OBJECTIVE -
Copy every entry word for word. Skip the pictures.

─── RAW DATA ───

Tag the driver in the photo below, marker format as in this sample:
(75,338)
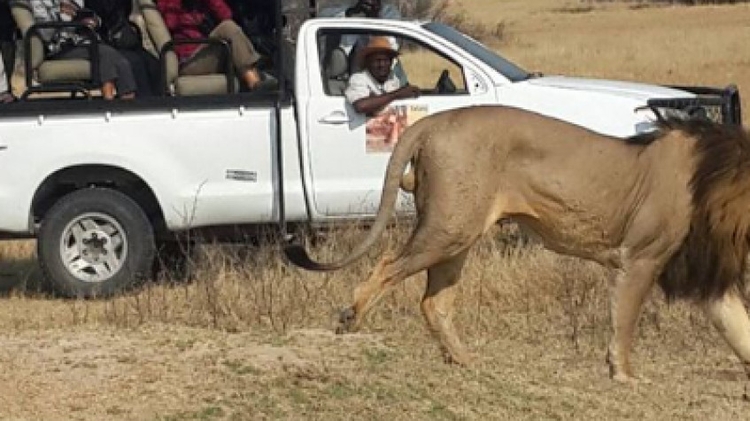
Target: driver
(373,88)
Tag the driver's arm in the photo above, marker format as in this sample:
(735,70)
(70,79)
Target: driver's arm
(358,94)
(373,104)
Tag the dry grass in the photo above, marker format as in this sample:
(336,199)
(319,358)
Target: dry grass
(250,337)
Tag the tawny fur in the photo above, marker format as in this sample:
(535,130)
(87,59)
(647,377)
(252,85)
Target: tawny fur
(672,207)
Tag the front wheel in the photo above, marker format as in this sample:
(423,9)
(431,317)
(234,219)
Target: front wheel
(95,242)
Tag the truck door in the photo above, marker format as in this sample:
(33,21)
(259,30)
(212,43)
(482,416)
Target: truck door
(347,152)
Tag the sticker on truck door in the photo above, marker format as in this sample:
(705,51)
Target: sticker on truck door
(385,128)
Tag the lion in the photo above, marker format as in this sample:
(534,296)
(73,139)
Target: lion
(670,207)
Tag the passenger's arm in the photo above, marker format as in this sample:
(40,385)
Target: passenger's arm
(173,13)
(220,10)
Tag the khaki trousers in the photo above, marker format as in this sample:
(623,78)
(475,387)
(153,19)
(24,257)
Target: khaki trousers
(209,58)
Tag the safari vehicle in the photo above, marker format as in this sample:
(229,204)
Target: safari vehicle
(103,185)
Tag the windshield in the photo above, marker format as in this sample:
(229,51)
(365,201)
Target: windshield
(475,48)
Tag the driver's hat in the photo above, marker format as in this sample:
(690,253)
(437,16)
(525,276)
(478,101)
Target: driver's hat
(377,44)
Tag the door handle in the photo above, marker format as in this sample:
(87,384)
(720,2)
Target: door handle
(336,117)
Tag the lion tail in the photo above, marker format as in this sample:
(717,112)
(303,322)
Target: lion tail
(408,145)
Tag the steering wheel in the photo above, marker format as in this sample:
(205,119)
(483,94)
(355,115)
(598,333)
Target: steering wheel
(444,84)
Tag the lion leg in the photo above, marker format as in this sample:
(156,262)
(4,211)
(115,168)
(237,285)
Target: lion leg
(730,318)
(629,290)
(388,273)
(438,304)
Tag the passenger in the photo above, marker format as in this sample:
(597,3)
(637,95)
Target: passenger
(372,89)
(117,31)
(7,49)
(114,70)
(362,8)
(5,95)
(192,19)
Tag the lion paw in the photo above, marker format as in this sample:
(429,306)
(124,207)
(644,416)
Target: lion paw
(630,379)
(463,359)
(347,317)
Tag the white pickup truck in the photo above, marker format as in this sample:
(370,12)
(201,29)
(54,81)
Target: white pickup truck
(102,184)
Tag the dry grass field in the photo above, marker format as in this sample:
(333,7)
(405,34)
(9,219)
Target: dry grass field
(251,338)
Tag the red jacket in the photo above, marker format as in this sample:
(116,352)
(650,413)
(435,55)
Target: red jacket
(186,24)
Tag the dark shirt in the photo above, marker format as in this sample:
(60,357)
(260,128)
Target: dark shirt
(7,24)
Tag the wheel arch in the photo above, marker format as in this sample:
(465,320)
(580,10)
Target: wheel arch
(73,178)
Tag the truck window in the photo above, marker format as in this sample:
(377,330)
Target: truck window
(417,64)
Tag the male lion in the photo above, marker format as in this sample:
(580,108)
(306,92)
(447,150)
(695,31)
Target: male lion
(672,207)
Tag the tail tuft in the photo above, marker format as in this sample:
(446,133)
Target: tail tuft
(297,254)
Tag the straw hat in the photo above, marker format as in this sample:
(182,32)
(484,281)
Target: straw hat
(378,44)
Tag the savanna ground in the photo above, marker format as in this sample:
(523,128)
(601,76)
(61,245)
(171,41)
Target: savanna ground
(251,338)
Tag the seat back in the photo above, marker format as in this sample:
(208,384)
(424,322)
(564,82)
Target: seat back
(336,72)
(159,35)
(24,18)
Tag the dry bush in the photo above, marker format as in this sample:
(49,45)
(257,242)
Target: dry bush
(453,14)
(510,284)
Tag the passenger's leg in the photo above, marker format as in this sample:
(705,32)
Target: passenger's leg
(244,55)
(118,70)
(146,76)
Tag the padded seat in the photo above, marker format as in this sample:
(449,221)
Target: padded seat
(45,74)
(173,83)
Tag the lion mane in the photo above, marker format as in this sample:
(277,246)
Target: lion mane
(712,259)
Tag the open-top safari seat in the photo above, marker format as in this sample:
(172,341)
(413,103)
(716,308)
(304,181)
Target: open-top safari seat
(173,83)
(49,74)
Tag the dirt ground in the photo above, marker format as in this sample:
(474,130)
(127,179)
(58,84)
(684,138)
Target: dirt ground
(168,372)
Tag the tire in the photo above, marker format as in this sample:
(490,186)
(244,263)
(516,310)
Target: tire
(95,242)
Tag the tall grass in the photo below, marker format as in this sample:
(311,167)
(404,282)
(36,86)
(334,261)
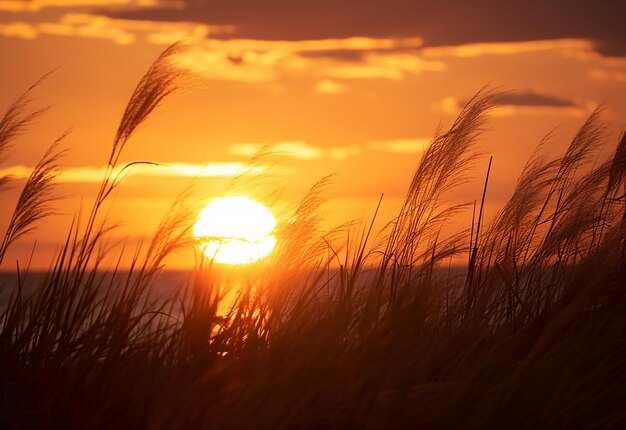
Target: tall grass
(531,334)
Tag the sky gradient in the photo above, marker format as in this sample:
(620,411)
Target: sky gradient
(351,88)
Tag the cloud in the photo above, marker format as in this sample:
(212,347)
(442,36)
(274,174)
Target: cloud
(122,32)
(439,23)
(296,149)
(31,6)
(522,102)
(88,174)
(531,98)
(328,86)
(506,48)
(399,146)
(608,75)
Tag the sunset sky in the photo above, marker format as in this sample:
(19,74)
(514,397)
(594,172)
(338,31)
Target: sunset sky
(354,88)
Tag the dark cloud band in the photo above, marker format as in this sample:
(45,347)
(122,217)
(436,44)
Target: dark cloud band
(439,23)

───

ANSWER TO THIS TASK -
Tag the driver in the photo below, marker format as in this sample:
(75,338)
Target: driver
(373,88)
Tag the driver's arm in the photo above, marker format as in this sample:
(735,70)
(70,79)
Target: driver's arm
(358,94)
(373,104)
Tag the dry grass in the photo above, marker format as in this sample:
(336,199)
(319,358)
Target: dry grass
(250,337)
Tag the tawny fur in the photo above, marker format as in this sample:
(535,130)
(87,59)
(647,377)
(252,85)
Target: tawny fur
(672,207)
Tag the front wheel in the photo above, marker format as in this sample:
(423,9)
(431,317)
(234,219)
Target: front wheel
(95,242)
Tag the truck door in the photo above, marker format as in this sample:
(33,21)
(259,30)
(212,43)
(482,416)
Target: truck door
(347,152)
Tag the sticker on truck door in the photo above, marker format as in this sample:
(705,51)
Target: sticker on truck door
(385,128)
Tag the lion in the photo above, marker format as in this sample:
(534,296)
(73,139)
Target: lion
(670,207)
Tag the passenger's arm in the photo above, marker format as in this sample:
(40,385)
Target: passenger's arm
(173,13)
(220,10)
Tag the khaki trousers in the photo above, marker format as in this sample:
(623,78)
(475,387)
(153,19)
(24,257)
Target: khaki trousers
(209,58)
Tag the safari vehicle in the photo above, marker format as in this sample:
(229,204)
Target: safari vehicle
(103,185)
Tag the windshield in the photo above, marker format as in this sample:
(229,51)
(365,201)
Target: windshield
(475,48)
Tag the driver's hat in the photo above, marker format as in this sample:
(690,253)
(437,16)
(525,276)
(478,101)
Target: driver's hat
(377,44)
Tag the door handle in the photo above, marker format as in this sample:
(87,384)
(720,2)
Target: door handle
(336,117)
Tag the lion tail in the photo above, marker format as in this sample:
(717,112)
(303,322)
Target: lion tail
(408,145)
Tag the steering wheel in the photo above, marker format as in this sample:
(205,119)
(483,94)
(355,115)
(598,333)
Target: steering wheel
(444,84)
Tag the lion leg in the photo above, marker format as in this sample:
(156,262)
(4,211)
(115,168)
(237,285)
Target: lion leg
(730,318)
(629,290)
(388,273)
(438,304)
Tag the passenger in the photo above, marker format as in this sample:
(597,3)
(637,95)
Target: passenger
(372,89)
(117,31)
(7,49)
(114,70)
(362,8)
(5,95)
(192,19)
Tag the lion paw in the photo above, marker format as in this sample:
(429,306)
(124,207)
(644,416)
Target: lion paw
(630,379)
(463,359)
(347,317)
Tag the white pickup truck in the photo above, marker format as in this sample:
(370,12)
(201,29)
(54,81)
Target: white pickup truck
(102,184)
Tag the dry grass field in the photo above, marker format as in this sample:
(333,7)
(405,34)
(9,219)
Target: dry grass field
(251,338)
Tag the red jacket in the photo above, marker format as in this sample:
(116,352)
(650,413)
(435,55)
Target: red jacket
(186,24)
Tag the dark shirt in the photo above, marker format as in this sample:
(60,357)
(260,128)
Target: dark shirt
(7,24)
Tag the wheel arch in the photo above, marker format as in this sample:
(465,320)
(580,10)
Target: wheel arch
(73,178)
Tag the truck window in the photo above, marker format as in this sample:
(377,330)
Target: truck window
(417,64)
Tag the male lion in the photo above, marker format as in this sample:
(580,108)
(306,92)
(447,150)
(695,31)
Target: male lion
(672,207)
Tag the tail tuft in the photo above, marker format as in this sample:
(446,133)
Target: tail tuft
(297,254)
Tag the straw hat in the photo above, marker format as in this sample:
(182,32)
(484,281)
Target: straw hat
(378,44)
Tag the savanna ground in the photo above, marker format as in this sample:
(523,128)
(601,76)
(61,245)
(171,41)
Target: savanna ground
(251,338)
Tag the seat back in the photo above, marker format as in this sample:
(208,384)
(424,322)
(564,82)
Target: seat back
(336,72)
(159,35)
(24,18)
Tag the dry bush in the photo above, marker format as in this sample:
(49,45)
(257,242)
Target: dry bush
(453,14)
(510,284)
Tag the passenger's leg in the photo above, marker format as in this sample:
(705,32)
Target: passenger's leg
(244,55)
(118,70)
(146,76)
Tag the padded seat in the photo above, marker format as in this sample:
(449,221)
Target: padded seat
(45,74)
(173,83)
Tag the lion mane in the photo above, marker format as in this sample:
(277,246)
Target: lion mane
(712,259)
Tag the open-top safari seat in the photo above, marker format as in this sample:
(172,341)
(413,103)
(716,308)
(304,181)
Target: open-top safari seat
(173,83)
(49,74)
Tag the dirt ground in the photo above, marker format as in this sample:
(474,130)
(127,179)
(58,84)
(684,138)
Target: dirt ground
(168,372)
Tag the tire in the photo above, marker format as in this sample:
(490,186)
(244,263)
(516,310)
Target: tire
(95,242)
Tag the tall grass in the photo below, marker format as in this sample:
(311,167)
(404,282)
(36,86)
(334,261)
Target: tall grass
(531,334)
Tag the sky gradient in the photo above, marker format as in this sample:
(620,411)
Target: sky gradient
(351,88)
Tag the cloud in the photo above, marker format as in this sample:
(212,347)
(442,36)
(274,174)
Target: cloud
(122,32)
(439,23)
(296,149)
(31,6)
(522,102)
(88,174)
(531,98)
(328,86)
(506,48)
(399,146)
(608,75)
Tag the sunset sky in the photo above, marker format as in this sample:
(19,74)
(514,397)
(594,172)
(338,31)
Target: sunset sky
(354,88)
Tag the dark cloud band in the photo above, marker format as in this sample:
(45,347)
(122,217)
(436,44)
Target: dark cloud band
(439,23)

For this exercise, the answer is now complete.